Task input below:
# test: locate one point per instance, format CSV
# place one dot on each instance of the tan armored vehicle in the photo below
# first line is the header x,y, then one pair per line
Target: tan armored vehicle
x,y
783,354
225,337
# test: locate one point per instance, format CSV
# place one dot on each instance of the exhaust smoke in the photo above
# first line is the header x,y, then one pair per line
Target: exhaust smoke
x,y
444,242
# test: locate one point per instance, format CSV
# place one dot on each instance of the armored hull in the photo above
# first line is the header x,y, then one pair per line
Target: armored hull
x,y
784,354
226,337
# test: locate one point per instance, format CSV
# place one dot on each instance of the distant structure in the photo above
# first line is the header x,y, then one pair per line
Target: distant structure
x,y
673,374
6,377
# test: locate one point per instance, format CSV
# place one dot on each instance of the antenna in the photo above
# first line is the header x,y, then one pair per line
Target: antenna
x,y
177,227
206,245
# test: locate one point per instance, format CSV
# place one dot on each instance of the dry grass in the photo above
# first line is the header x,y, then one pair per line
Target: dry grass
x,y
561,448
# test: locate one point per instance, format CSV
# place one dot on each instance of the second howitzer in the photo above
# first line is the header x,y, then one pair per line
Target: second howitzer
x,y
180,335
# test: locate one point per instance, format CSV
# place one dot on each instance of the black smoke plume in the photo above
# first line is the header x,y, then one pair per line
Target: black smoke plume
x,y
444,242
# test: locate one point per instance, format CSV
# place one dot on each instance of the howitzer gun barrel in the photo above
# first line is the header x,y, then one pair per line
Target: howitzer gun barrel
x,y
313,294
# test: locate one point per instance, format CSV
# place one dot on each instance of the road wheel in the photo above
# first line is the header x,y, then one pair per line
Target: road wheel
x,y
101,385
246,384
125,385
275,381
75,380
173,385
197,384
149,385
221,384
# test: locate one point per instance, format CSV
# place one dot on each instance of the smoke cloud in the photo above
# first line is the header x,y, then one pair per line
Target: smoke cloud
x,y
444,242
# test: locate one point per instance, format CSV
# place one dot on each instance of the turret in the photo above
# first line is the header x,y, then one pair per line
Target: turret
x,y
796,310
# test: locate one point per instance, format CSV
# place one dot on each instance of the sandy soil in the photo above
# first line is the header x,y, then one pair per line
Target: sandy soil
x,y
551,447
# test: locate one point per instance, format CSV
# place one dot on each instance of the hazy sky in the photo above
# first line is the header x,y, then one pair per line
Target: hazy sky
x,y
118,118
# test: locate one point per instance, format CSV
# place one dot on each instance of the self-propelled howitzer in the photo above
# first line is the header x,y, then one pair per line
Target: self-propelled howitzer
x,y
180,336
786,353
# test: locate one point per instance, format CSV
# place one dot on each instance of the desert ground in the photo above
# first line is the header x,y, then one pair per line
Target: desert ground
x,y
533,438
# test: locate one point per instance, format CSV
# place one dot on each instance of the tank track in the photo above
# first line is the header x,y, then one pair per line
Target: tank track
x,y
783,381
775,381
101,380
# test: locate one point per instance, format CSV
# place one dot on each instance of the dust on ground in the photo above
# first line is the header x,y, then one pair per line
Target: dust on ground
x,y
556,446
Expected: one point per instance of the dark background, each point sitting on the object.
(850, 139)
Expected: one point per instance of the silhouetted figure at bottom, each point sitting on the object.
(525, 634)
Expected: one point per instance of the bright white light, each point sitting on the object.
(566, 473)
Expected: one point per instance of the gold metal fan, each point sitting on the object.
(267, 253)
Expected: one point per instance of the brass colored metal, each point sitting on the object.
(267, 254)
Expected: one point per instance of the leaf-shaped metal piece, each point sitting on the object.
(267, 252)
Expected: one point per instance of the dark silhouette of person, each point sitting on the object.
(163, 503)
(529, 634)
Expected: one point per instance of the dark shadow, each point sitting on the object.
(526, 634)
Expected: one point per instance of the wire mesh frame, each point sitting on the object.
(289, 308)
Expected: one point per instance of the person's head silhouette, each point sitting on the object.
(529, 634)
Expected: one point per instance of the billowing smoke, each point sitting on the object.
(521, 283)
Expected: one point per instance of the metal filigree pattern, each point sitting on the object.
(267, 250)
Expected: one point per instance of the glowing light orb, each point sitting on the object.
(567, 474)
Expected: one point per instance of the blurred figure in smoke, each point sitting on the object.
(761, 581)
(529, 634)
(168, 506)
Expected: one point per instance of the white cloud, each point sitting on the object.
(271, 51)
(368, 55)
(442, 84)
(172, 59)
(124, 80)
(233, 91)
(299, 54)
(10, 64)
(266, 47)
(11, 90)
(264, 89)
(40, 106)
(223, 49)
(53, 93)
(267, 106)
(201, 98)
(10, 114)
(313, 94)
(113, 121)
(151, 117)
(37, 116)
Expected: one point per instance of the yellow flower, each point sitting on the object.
End of Task input.
### What is required
Make a verbatim copy of every entry shown above.

### Response area
# test: locate one point per instance, format CSV
# place one dot on each instance of the tan armored vehicle in the photo below
# first line is the header x,y, then one pair per line
Target: tan armored vehicle
x,y
783,354
225,337
# test: locate one point per instance, format CSV
# place one dot on each instance of the exhaust smoke in the photo above
# first line is the header x,y, then one pair per line
Target: exhaust smoke
x,y
444,242
# test: locate one point per instance, format CSV
# place one dot on each instance of the armored hull in the photo above
# first line is the header x,y, then one pair per line
Target: armored hull
x,y
784,354
226,337
# test: locate one point per instance, format CSV
# place one dot on each instance of the distant structure in the photo above
# first line is the header x,y, then one pair per line
Target: distant structure
x,y
673,374
6,377
# test: locate one point per instance, format CSV
# place one dot on each instance of the antenna in the photo above
# first line is the header x,y, then one pair per line
Target: antenna
x,y
177,227
206,245
# test: locate one point per instance, format CSV
# place one dot on each instance of the dry grass in the photo above
# first line is the header x,y, then one pair per line
Target: dry grass
x,y
561,448
# test: locate one point per instance, format CSV
# place one dot on each instance of the second howitzer in the photo above
# first line is the header x,y, then one pair per line
Target: second howitzer
x,y
180,335
# test: locate one point per instance, format CSV
# place one dot on each instance of the black smoke plume in the photo above
# first line is the header x,y, then one pair per line
Target: black smoke plume
x,y
444,242
# test: locate one point per instance, format CSV
# place one dot on each instance of the howitzer gun barrel in the photo above
# first line is the header x,y, then one pair per line
Target: howitzer gun barrel
x,y
313,294
# test: locate one point per instance, format CSV
# place one dot on each instance of the road wheel in the photo above
# first line is the header x,y, then one pair per line
Target: road wheel
x,y
101,385
246,384
125,385
275,381
75,380
173,385
197,384
149,385
221,384
# test: locate one point per instance, format CSV
# place one dot on each instance of the smoke cloud in the photo above
# first line is the header x,y, then one pair per line
Target: smoke cloud
x,y
444,242
# test: locate one point per instance, format CSV
# place one dot on each instance of the turret in the photo above
# first line is the header x,y, then one pair per line
Target: turret
x,y
796,310
# test: locate one point per instance, format CSV
# place one dot on each instance of the sandy soil in the photo above
# first line is the header x,y, then one pair per line
Target: sandy soil
x,y
551,447
# test: locate one point per instance, format CSV
# place one dot on each instance of the hazy sky in the photo above
# first line is the header x,y, then one pair per line
Target: hazy sky
x,y
118,118
# test: locate one point per instance, format CSV
# place one dot on each instance of the self-propelled howitzer in the photo above
# first line is the header x,y, then one pair per line
Target: self-propelled howitzer
x,y
180,336
786,353
# test: locate one point per instance, format CSV
# place one dot on each instance of the desert ground in the photo above
# first line is the header x,y, then one pair per line
Target: desert ground
x,y
533,438
# test: locate one point per instance, format CSV
# place one dot on each instance of the tank track in the photo above
# first line is the header x,y, then one pair per line
Target: tank track
x,y
783,381
775,381
101,380
# test: locate one point per instance, format CSV
# place one dot on each instance of the dust on ground in the photo above
# first line is the header x,y, then one pair per line
Target: dust on ground
x,y
556,446
Expected: one point per instance of the dark background, each point sitting on the object.
(850, 139)
Expected: one point per instance of the silhouetted figure at bottom, each point sitting on the object.
(525, 634)
Expected: one point per instance of the bright white light, each point sitting on the object.
(566, 473)
Expected: one point per instance of the gold metal fan, each point sitting on the object.
(267, 253)
Expected: one point per instance of the brass colored metal, each point sitting on the object.
(267, 254)
Expected: one point per instance of the leaf-shaped metal piece, each point sitting on the object.
(267, 252)
Expected: one point per instance of the dark silhouette of person, each point sitting on the object.
(163, 503)
(529, 634)
Expected: one point per instance of the dark shadow, each point sitting on the object.
(526, 634)
Expected: one point per instance of the wire mesh frame, each point sitting on the object.
(289, 308)
Expected: one point per instance of the person's head silhouette, each point sitting on the object.
(529, 634)
Expected: one point per instance of the billowing smoke, each point sitting on the object.
(521, 283)
Expected: one point per instance of the metal filigree pattern, each point sitting on the object.
(267, 250)
Expected: one point per instance of the glowing light orb, each point sitting on the object.
(567, 474)
Expected: one point per instance of the blurred figure in smoke, each point sitting on the object.
(761, 581)
(529, 634)
(168, 506)
Expected: one point per instance of the white cloud, each point sitting on the object.
(271, 51)
(368, 55)
(442, 84)
(172, 59)
(124, 80)
(233, 91)
(299, 54)
(10, 64)
(266, 47)
(11, 90)
(264, 89)
(40, 106)
(223, 49)
(53, 93)
(267, 106)
(201, 98)
(10, 114)
(313, 94)
(113, 121)
(151, 117)
(37, 116)
Expected: one point per instance of the yellow flower, each point sitting on the object.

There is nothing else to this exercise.